● **Text block**:
The second group of teachers arrive today. I am excited to meet them and to see how the dynamics of the house change.

Good day! (6-19-07)

After talking a bit with everyone and expressing my disconnected feeling I felt a lot better. Most people said that they had experienced that and that disconnected was the best way to describe it. Luckily we have all been able to get through it. I think there is just a lot to process being here and sometimes it gets a bit overwhelming.

This morning I got up early and ran with carry (a staff person) we didn't run very far but it was really nice. We have to go super early because the streets get crowded and they are really really unlevel. I got back and had breakfast and margo and I went to st. monica's where Kevin and emmay are staying and took showers. Catherine came after her class. It was absolutely amazing to be able to take a shower and they have fair water pressure. Of course it was cold but it was great and we didn't feel like we had to rush. Plus I went poo twice! Yay! I think it was the running and the coffee. Praise the Lord I have late classes Tuesdays and Thursdays so I am going to run those days and shower before school. I will probably try to run sat. too.

I cant remember if I have blogged about my dress and acholi name. if I have o well you get to hear it again-everyone who knows me is used to hearing the same story a few times. So I bought some fabric from a woman across from the internet place named Vicki. She gave me and margo acholi names. Margos is abeh (abay) which means beautiful and mine is lahker (lakay) which means from a royal family. Katie (the one who stayed in the IDP camp) has the same name and since I am older she owes me a chicken..hilarious! well I took the fabric back to her for her to make a dress. I took it back today for her to alter a bit more. I hope to pick it up maybe wed or Thursday.

Phil and I went to town after school and ran a few errands and we met up with margo and bryan and all decided to go to bora bora and have a drink together. It was a nice time to just sit and chat with each other. That's what we do at the house but it was nice to have a change of scenery.

Disconnected (6-18-07)

Today was a strange day. I felt disconnected all day from everything, the people, the town, the school, the teachers. We said goodbye to the roadies last night and the house is a lot quieter. I was really tired so after my first class I came home and took a nap and ate a banana. Patrick and I didn't get to plan for that lesson because I had the wrong cell phone number so I just sat and listened most the time. We planned for the rest of the week but I think next week I am going to try to get him to plan more detailed so that we can really work on teaching together and documenting what we do.

I haven't gone to the bathroom since sat. this stinks.

Gulu Baptist Church and father's day (6-17-07)

● **Exercise task**: Edit the blog passage starting at "This morning I" and ending at "run sat. too.", changing "breakfast" to "lunch". The data after the blog comes from a separate source.

Stored data

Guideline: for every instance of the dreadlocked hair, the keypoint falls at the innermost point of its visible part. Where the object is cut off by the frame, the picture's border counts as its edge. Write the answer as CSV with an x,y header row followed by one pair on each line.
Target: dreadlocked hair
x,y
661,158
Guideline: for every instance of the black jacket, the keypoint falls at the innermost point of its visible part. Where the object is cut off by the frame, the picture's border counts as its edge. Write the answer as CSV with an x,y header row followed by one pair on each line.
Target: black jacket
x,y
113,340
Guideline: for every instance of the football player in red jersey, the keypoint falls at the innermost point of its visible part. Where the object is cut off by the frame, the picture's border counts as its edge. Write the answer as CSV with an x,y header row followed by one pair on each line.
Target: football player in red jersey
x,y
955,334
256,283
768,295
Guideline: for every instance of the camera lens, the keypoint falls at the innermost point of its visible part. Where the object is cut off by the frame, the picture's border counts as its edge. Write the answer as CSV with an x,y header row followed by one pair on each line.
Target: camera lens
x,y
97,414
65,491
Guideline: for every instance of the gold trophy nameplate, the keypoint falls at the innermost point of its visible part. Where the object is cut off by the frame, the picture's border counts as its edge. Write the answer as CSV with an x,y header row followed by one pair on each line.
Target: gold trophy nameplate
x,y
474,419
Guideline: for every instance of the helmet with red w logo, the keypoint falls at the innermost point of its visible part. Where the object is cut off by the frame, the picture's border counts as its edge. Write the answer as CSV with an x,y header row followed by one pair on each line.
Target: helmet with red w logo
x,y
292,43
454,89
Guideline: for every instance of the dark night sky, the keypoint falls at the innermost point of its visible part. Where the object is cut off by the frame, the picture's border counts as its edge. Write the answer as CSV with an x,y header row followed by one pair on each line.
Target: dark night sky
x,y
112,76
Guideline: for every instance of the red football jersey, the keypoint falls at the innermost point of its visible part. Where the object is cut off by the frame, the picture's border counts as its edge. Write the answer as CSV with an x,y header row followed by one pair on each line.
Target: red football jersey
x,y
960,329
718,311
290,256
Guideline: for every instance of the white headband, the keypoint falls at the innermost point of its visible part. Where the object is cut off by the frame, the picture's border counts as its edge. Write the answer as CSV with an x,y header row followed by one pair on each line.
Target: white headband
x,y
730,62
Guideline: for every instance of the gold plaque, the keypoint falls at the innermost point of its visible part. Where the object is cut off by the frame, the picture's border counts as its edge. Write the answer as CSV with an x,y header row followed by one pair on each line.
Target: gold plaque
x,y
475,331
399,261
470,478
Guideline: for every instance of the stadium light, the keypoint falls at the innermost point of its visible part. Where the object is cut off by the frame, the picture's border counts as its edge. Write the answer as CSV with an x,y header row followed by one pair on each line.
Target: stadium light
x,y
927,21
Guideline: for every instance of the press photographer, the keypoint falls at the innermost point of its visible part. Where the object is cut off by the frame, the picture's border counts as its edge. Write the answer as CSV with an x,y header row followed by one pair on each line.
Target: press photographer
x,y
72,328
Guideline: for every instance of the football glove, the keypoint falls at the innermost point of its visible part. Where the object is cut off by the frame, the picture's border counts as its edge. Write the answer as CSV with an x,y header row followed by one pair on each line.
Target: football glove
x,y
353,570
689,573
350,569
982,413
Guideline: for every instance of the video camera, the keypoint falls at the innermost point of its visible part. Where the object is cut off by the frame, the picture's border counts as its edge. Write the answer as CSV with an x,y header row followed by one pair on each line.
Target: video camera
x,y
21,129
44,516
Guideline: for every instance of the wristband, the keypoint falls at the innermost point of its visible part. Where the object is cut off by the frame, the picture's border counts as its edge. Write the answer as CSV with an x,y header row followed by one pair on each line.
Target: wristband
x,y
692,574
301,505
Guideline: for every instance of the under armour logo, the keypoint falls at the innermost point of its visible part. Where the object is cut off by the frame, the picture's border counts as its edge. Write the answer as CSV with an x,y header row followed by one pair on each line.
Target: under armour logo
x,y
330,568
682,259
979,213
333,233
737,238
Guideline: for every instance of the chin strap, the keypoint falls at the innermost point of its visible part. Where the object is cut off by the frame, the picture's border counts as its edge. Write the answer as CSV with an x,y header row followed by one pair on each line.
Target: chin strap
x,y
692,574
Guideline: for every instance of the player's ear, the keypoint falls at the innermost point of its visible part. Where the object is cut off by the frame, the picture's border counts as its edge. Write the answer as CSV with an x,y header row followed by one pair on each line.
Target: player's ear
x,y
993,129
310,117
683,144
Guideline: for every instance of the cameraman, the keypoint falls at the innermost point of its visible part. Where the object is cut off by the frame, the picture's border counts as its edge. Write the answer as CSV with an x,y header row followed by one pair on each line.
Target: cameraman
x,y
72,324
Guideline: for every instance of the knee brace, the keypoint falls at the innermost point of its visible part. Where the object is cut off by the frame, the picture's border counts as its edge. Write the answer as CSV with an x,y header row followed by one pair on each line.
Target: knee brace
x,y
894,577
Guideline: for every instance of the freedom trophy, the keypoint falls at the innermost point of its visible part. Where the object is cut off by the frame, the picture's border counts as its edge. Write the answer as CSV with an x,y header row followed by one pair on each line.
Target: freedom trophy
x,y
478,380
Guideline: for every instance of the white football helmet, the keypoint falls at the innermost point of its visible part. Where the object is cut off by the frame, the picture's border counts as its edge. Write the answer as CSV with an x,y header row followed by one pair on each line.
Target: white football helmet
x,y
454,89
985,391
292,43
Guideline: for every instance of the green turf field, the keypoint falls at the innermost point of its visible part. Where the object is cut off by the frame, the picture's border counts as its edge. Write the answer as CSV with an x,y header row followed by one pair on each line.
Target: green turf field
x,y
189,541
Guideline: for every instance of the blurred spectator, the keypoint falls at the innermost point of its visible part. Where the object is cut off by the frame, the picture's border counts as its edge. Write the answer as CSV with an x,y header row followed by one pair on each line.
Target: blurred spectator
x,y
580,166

● **Exercise solution**:
This morning I got up early and ran with carry (a staff person) we didn't run very far but it was really nice. We have to go super early because the streets get crowded and they are really really unlevel. I got back and had lunch and margo and I went to st. monica's where Kevin and emmay are staying and took showers. Catherine came after her class. It was absolutely amazing to be able to take a shower and they have fair water pressure. Of course it was cold but it was great and we didn't feel like we had to rush. Plus I went poo twice! Yay! I think it was the running and the coffee. Praise the Lord I have late classes Tuesdays and Thursdays so I am going to run those days and shower before school. I will probably try to run sat. too.